begin Task data

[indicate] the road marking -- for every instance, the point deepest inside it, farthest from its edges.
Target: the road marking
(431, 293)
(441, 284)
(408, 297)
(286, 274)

end Task data

What is needed: Put these records into a two-column CSV with the header "query" and "response", one row per record. Wrap each field in double quotes and replace any line breaks with spaces.

Correct response:
query,response
"[indicate] the road marking -- for every instance, the point deepest inside it, farthest from its edges. Target: the road marking","(431, 293) (441, 284) (408, 297) (286, 274)"